Assignment
From the entries that follow, copy each line in which "instance" appears.

Extracted records
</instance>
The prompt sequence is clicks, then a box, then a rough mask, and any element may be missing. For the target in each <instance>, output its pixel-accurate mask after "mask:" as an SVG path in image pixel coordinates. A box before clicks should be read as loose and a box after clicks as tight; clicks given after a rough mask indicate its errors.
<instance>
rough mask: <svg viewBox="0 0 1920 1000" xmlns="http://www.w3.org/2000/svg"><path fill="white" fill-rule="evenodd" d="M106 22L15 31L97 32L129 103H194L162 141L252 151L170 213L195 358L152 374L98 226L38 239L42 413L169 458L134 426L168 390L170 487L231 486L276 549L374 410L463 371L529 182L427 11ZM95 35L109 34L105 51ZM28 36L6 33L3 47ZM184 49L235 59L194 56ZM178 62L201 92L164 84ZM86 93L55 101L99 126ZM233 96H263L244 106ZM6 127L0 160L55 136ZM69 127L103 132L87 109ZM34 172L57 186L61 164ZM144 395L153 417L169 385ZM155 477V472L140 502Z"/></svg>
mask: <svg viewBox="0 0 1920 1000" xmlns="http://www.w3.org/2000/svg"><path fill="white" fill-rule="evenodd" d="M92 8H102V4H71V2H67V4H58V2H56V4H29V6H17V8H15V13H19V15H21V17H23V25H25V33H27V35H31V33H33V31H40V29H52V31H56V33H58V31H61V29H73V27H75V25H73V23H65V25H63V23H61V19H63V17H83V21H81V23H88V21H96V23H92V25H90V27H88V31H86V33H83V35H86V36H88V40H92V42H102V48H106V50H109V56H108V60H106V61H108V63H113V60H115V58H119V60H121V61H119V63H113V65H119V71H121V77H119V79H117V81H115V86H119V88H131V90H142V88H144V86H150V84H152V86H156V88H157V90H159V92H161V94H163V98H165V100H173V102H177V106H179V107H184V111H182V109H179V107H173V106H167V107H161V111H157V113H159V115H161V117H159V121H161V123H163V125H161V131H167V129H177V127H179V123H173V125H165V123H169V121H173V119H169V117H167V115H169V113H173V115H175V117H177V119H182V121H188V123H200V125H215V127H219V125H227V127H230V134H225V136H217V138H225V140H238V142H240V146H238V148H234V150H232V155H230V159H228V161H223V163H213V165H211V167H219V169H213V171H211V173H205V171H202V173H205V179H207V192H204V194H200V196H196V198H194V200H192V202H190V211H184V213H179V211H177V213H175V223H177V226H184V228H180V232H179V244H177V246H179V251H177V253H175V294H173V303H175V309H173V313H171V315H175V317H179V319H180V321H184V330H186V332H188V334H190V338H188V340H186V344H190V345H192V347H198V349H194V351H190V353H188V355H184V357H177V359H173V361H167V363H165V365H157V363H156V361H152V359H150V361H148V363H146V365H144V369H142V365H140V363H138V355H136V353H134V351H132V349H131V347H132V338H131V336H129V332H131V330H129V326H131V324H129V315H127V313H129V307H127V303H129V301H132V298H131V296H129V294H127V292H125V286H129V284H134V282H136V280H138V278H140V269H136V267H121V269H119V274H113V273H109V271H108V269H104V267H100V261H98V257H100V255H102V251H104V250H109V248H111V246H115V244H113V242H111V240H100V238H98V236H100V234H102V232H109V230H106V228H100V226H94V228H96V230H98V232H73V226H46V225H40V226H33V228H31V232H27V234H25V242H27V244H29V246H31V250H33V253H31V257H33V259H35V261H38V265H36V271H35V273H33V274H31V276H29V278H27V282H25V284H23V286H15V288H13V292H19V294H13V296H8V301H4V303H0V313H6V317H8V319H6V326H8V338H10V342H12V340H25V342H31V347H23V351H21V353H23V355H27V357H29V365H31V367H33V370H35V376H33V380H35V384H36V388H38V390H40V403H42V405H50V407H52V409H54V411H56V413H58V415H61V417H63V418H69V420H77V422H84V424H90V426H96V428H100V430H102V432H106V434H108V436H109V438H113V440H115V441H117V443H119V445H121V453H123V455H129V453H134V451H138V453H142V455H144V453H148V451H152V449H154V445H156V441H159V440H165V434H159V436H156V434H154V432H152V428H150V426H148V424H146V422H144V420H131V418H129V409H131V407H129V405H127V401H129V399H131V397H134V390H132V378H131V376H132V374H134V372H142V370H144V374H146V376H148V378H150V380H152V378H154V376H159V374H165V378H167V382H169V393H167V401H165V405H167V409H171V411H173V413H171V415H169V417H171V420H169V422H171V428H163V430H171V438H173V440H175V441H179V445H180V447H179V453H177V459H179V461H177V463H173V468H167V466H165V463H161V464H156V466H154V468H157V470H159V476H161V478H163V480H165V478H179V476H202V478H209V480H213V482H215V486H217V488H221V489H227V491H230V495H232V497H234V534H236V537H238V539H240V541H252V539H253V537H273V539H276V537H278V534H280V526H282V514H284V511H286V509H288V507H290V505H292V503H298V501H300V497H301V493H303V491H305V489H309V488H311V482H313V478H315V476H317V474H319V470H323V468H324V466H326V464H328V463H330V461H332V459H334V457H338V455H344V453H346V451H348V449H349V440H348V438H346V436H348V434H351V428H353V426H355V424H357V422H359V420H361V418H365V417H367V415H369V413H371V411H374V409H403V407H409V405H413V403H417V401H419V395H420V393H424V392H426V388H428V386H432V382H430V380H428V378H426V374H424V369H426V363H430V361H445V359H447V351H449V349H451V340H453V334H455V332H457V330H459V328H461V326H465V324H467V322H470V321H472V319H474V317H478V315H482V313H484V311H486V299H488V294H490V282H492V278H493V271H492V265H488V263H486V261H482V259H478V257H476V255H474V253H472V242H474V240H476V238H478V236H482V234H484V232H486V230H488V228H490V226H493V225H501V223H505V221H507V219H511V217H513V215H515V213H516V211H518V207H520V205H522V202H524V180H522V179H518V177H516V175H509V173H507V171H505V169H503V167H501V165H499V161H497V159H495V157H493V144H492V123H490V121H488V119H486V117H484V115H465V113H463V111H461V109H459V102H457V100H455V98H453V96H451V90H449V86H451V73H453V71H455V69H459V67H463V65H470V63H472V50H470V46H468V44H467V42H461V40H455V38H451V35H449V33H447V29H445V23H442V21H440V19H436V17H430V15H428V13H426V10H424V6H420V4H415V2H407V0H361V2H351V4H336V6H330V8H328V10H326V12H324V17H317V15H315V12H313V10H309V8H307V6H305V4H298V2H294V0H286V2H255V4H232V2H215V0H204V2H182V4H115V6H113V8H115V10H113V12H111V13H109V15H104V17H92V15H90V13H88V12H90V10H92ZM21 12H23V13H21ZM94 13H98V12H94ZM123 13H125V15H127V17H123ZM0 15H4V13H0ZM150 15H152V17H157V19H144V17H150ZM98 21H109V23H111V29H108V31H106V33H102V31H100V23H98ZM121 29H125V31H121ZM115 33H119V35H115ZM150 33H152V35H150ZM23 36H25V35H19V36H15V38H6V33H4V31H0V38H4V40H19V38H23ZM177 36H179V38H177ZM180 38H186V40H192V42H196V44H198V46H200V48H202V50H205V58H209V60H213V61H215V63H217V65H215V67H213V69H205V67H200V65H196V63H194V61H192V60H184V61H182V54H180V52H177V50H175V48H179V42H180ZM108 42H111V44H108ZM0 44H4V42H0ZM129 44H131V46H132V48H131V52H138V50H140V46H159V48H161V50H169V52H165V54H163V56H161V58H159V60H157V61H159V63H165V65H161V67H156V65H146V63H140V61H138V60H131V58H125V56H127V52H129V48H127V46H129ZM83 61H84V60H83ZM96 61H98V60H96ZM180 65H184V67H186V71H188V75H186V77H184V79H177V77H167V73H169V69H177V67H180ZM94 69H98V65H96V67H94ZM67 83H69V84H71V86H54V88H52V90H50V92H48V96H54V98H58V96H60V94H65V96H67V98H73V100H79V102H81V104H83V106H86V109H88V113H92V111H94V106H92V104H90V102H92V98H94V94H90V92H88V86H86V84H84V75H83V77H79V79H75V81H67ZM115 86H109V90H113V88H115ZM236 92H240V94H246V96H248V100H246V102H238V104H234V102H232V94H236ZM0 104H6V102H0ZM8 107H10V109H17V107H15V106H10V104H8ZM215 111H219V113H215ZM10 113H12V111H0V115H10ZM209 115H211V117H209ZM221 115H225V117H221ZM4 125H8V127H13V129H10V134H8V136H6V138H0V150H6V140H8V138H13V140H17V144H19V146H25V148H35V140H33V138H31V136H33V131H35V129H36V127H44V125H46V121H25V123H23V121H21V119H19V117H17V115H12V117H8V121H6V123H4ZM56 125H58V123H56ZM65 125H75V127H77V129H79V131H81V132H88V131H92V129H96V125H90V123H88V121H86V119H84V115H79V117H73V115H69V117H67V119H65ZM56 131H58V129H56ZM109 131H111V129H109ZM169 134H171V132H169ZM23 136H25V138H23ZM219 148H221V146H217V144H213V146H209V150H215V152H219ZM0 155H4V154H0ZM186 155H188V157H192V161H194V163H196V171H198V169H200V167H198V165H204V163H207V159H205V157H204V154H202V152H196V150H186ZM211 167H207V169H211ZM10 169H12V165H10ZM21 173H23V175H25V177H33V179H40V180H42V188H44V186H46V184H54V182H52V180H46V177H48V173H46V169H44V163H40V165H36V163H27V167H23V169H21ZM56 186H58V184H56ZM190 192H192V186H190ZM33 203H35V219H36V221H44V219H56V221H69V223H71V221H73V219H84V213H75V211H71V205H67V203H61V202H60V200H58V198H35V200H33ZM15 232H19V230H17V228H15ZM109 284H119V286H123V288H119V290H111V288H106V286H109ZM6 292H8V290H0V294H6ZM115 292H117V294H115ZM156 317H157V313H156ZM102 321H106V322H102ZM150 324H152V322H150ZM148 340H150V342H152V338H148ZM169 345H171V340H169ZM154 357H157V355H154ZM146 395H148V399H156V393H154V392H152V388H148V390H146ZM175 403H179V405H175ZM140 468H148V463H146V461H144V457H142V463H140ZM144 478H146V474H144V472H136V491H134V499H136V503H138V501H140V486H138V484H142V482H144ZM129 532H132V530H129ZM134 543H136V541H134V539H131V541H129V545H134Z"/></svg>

Response below
</instance>
The prompt sequence is clicks, then a box, then a rough mask, and any element may be missing. For the target in each <instance>, output its pixel-accurate mask after "mask:" as an SVG path in image pixel coordinates. A box before clicks should be read as loose and a box after clicks as tight; clicks given after a rough mask indicate its errors.
<instance>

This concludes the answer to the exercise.